_EXERCISE GOAL_
Copy out the records from the line containing "the aircraft wing" through the end of the records, keeping the requests, with every coordinate in the answers scaled by 1.45 and rounded to a whole number, halves up. Give only that part.
....
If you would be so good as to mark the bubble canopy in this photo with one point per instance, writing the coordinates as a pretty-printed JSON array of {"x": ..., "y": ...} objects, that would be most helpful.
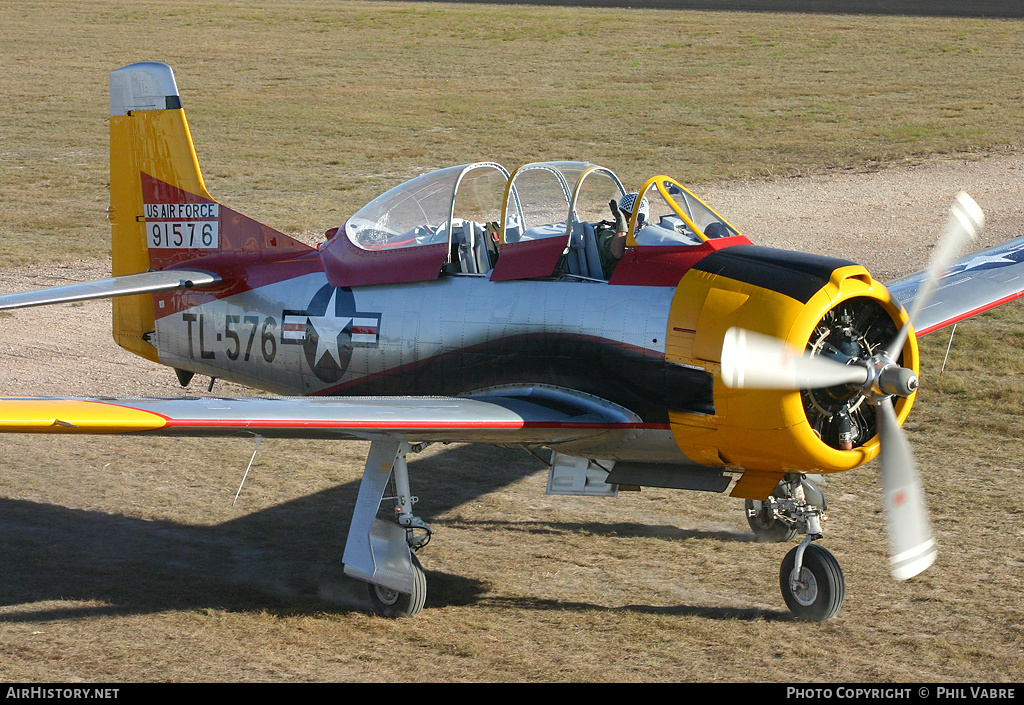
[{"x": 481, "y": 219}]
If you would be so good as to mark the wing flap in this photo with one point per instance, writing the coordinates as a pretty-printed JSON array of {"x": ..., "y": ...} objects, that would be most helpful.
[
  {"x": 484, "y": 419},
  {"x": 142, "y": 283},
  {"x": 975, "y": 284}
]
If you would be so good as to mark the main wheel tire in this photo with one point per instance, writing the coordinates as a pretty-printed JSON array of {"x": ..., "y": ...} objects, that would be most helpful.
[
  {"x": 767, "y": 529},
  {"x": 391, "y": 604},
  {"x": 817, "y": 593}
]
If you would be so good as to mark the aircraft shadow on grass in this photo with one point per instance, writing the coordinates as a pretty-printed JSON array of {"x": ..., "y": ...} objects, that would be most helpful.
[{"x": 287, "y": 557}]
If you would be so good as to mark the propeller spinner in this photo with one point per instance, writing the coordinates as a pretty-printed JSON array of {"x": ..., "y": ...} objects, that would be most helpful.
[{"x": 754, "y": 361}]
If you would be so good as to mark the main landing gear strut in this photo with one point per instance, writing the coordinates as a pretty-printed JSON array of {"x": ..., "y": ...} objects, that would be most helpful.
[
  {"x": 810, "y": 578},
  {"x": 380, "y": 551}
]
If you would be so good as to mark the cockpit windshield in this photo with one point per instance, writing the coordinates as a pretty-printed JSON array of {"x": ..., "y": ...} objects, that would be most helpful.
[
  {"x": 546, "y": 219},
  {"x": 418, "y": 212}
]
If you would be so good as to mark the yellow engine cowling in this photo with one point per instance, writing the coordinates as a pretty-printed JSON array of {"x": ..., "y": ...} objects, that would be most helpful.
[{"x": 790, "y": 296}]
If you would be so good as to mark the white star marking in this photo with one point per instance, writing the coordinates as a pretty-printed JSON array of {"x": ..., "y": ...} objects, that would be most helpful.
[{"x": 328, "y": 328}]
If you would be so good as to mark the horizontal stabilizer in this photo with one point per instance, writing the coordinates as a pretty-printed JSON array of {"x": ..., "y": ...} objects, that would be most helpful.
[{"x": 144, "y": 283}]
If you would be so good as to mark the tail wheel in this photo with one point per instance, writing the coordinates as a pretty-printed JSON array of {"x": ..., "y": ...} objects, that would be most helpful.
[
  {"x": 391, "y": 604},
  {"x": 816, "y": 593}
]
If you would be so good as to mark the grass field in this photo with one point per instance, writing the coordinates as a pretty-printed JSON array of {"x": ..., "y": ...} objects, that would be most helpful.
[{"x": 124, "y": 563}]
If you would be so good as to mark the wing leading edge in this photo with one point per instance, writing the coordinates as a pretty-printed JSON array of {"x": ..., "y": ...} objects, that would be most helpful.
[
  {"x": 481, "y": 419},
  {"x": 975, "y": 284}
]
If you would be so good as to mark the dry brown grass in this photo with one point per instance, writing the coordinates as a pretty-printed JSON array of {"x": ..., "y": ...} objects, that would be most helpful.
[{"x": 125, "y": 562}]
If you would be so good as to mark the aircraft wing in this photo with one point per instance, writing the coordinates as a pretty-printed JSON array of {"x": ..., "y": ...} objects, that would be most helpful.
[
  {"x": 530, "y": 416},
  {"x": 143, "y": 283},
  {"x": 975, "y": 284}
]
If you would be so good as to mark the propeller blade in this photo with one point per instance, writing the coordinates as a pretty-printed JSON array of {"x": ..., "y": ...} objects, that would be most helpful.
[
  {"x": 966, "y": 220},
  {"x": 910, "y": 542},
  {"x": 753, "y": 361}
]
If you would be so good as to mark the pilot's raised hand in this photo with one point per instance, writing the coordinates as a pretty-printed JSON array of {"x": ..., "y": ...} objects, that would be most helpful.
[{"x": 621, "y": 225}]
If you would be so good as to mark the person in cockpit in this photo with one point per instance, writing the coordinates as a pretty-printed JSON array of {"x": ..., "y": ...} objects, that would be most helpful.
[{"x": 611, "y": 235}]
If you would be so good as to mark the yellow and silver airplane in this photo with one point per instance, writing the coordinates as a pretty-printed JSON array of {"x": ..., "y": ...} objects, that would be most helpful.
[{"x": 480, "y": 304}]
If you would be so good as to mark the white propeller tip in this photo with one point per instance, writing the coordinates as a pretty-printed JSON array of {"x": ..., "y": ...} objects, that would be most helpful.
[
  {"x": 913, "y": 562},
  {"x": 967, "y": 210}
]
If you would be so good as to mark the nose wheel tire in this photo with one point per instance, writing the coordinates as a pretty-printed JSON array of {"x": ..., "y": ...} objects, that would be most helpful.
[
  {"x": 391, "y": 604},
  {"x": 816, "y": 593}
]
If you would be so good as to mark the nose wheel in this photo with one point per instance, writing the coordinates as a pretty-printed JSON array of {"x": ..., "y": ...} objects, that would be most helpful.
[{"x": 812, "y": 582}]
....
_SOLUTION_
If you would be so good as to mark the aircraft wing in this photo with one point per instance, writing the coordinates as a pretty-printed JSON array of {"x": ..., "y": ...} objects, that would be most helpful.
[
  {"x": 769, "y": 603},
  {"x": 207, "y": 410},
  {"x": 1414, "y": 412}
]
If you would be so good as to mark the propeller blade in this photo with one point per instance, writing the coordinates as a pretty-printed JSON array of {"x": ..., "y": ...} objects, that would be most helpful.
[
  {"x": 1401, "y": 319},
  {"x": 1320, "y": 786},
  {"x": 1092, "y": 523}
]
If you would be so good as to mark the pilot's raised hand in this photo with one point per instance, writing the coordinates as a pretty-printed JSON array of {"x": ..., "y": ...} objects, that would be most helpful.
[{"x": 900, "y": 326}]
If you would be so good as to mark the person in cockpit in this photo with one point per instance, writing the coordinates as a pretty-printed JSON array of {"x": ..., "y": ...} objects, that would be most helpful.
[{"x": 886, "y": 341}]
If you would be so good as to mark the yellow and silver airplane in this photo with one point per instance, writing the coordinates as a pretty-printed JSON array of {"x": ..., "y": ...} objects, that would be most helpful.
[{"x": 696, "y": 441}]
If you would be so good as to mark the white propeller tip in this photo with one point per instance, writing the coordinates as a pretty-printed JSON array of {"x": ..., "y": ...} objects, that would be most helpful.
[
  {"x": 1324, "y": 815},
  {"x": 1402, "y": 305}
]
If you would be so good as to mark the nose wheel tire in this photo with one point per instance, writing the coordinates as a pretty-printed JSON array of {"x": ..., "y": ...} objects, that would be most helpful.
[
  {"x": 567, "y": 876},
  {"x": 1183, "y": 860}
]
If you would be so good as to mark the nose wheel in this photo with one point per instance, writing the coordinates as a pretty-printed JSON array of {"x": ..., "y": ...} objects, that would be most helpful.
[{"x": 1177, "y": 844}]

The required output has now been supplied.